PROBLEM DETAILS:
Please output exactly the run of lines that starts at the line with "of the bicycle" and ends at the last line of the records below.
===== RECORD EXCERPTS
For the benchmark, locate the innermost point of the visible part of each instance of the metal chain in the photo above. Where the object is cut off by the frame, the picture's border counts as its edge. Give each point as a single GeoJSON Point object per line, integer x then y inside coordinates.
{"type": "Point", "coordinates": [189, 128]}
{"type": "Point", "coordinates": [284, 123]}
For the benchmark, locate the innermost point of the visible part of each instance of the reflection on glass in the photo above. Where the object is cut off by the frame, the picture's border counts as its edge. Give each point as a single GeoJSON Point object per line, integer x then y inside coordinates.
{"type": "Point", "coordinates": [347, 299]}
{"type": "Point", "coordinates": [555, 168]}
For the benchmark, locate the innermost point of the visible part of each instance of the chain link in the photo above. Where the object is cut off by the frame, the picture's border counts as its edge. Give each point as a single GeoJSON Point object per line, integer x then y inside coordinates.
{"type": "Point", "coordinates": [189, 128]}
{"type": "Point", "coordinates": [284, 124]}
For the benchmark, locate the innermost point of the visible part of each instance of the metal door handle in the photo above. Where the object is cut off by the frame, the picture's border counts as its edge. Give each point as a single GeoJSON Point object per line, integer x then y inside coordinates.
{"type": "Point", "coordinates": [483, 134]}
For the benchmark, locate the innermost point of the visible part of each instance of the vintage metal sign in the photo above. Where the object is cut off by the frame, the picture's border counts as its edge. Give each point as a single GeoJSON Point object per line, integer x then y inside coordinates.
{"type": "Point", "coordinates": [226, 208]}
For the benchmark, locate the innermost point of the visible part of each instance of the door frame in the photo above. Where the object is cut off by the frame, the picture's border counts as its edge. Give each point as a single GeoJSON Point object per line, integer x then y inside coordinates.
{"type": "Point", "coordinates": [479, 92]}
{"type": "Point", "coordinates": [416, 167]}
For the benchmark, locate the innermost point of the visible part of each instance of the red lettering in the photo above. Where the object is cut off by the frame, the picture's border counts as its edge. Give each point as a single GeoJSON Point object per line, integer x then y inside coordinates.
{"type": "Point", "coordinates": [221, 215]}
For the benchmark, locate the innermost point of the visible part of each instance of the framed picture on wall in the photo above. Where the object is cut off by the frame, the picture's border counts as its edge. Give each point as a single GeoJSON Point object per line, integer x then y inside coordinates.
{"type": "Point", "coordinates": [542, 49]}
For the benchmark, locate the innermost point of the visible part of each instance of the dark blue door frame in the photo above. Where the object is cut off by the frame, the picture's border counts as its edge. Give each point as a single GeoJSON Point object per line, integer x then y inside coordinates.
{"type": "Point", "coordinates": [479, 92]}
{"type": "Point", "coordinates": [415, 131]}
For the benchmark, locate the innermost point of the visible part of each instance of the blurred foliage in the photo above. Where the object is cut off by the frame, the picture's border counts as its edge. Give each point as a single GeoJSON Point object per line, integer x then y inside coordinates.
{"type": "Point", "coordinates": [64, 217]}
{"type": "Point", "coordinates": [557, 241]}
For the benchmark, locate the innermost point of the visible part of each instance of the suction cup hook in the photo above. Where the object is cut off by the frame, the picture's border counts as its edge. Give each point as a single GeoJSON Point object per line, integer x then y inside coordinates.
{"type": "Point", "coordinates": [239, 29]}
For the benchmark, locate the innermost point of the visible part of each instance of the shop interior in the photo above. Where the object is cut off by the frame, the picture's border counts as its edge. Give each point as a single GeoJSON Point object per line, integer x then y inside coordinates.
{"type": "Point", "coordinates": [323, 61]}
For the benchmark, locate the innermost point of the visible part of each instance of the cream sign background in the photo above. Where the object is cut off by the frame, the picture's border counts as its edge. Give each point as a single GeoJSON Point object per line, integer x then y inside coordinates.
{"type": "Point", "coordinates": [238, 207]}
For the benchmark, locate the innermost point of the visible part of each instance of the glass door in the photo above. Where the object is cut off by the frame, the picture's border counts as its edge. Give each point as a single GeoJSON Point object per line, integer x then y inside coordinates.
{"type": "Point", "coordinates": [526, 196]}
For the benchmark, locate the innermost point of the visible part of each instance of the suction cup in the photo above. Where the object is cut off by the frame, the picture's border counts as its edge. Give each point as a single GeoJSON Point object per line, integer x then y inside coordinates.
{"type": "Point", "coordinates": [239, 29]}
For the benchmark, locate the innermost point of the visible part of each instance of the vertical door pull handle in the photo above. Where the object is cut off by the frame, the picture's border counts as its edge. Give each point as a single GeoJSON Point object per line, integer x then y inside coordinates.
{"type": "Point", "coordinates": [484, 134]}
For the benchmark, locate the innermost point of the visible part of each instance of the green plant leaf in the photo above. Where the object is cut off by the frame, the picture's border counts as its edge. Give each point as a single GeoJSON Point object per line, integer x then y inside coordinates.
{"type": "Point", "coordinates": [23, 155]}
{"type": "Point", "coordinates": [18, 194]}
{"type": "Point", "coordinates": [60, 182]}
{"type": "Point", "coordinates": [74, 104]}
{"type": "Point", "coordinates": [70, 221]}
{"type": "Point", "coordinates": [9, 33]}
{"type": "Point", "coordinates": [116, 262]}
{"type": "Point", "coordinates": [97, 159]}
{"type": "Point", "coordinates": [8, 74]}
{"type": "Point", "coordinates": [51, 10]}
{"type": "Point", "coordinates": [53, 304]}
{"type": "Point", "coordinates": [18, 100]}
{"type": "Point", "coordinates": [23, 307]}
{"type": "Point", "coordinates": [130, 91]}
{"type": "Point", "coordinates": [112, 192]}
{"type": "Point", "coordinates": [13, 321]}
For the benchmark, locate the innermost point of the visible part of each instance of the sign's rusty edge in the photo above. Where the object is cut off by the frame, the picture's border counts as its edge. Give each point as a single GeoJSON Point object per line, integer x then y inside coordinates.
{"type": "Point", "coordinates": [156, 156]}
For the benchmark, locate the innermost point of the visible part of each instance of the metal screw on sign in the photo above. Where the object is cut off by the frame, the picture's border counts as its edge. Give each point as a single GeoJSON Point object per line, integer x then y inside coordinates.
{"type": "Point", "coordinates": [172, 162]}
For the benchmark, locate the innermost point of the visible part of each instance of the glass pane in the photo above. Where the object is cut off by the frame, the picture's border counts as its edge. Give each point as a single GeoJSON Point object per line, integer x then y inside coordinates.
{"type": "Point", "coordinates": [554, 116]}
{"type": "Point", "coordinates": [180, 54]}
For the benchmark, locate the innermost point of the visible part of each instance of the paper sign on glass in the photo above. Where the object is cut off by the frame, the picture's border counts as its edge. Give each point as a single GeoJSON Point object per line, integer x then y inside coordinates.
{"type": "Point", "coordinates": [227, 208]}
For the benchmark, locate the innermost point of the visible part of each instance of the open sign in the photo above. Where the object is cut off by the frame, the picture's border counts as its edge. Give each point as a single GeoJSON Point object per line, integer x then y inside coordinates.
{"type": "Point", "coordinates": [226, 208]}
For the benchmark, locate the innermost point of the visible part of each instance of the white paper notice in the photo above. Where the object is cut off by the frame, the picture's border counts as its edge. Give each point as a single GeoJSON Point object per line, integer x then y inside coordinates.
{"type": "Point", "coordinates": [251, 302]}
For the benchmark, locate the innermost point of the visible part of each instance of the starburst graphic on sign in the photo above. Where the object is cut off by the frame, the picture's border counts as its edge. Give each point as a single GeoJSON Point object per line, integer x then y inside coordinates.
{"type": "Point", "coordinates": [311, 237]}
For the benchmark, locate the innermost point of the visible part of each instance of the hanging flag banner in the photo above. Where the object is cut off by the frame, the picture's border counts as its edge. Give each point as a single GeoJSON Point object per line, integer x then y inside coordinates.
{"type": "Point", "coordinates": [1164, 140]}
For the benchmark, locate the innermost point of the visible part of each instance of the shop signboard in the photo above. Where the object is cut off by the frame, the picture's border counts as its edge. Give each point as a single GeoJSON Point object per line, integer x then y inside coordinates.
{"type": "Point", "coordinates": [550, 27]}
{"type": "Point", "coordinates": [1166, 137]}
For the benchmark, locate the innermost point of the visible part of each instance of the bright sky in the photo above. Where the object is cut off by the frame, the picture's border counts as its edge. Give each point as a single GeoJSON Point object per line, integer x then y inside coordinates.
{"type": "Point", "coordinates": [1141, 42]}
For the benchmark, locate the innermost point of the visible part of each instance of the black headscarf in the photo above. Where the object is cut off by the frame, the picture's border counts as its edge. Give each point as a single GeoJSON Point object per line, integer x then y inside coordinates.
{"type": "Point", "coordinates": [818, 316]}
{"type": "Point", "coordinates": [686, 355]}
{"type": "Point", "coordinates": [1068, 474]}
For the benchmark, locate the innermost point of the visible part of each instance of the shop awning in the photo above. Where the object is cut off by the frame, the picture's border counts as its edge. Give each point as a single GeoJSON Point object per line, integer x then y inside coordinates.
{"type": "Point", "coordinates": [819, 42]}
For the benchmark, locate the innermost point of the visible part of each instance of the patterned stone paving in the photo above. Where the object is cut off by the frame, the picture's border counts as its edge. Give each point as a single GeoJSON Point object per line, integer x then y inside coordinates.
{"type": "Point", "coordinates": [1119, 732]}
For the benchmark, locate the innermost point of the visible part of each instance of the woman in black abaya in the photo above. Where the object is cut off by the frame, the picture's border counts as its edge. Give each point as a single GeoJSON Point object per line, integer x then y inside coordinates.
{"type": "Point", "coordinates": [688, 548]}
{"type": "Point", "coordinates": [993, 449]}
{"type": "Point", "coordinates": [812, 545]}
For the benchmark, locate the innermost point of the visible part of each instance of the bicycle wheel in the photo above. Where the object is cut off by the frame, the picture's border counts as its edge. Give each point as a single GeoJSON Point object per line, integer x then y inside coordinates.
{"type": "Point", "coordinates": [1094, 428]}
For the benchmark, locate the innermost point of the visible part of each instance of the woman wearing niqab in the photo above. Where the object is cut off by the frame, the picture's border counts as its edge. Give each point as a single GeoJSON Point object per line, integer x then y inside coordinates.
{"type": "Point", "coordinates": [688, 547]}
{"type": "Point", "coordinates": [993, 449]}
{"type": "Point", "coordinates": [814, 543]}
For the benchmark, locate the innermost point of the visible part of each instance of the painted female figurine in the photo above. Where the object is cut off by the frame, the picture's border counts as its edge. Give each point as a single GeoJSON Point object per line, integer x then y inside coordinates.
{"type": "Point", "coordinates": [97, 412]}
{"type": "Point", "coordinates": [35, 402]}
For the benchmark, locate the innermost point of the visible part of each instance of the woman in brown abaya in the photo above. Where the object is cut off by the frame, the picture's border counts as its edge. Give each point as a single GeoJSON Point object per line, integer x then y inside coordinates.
==========
ANSWER TO THIS PROBLEM:
For the benchmark, locate the innermost point of the visible part of each instance of the bicycle wheel in the photo above. Where the object is cut off by the frame, the picture's border counts as its edge. Give each point as a single GeoJSON Point object per line, integer x then y inside coordinates.
{"type": "Point", "coordinates": [1094, 428]}
For the benchmark, locate the innermost point of the visible part of each instance of the woman wearing niqab in the photo above. Where the object is cut off by the frame, the picture's border counts as its edge. Give each point as a single GeoJSON Point object per line, integer x then y inside coordinates.
{"type": "Point", "coordinates": [688, 547]}
{"type": "Point", "coordinates": [993, 449]}
{"type": "Point", "coordinates": [814, 543]}
For the benchmark, locate the innermost point of the visible part of each instance of the painted female figurine in the photo above. Where the object is cut off by the frame, the picture's border counts as its edge. Give each point as a single GeoJSON Point object per line, integer x then y inside coordinates.
{"type": "Point", "coordinates": [97, 412]}
{"type": "Point", "coordinates": [35, 402]}
For the benchmark, locate the innermost point of the visible part of each instance of the woman in brown abaya in the photo above. Where the object is cut off by the frame, the picture's border counts as its edge. Give each point as a single GeoJSON Point object per line, integer x then y inside coordinates.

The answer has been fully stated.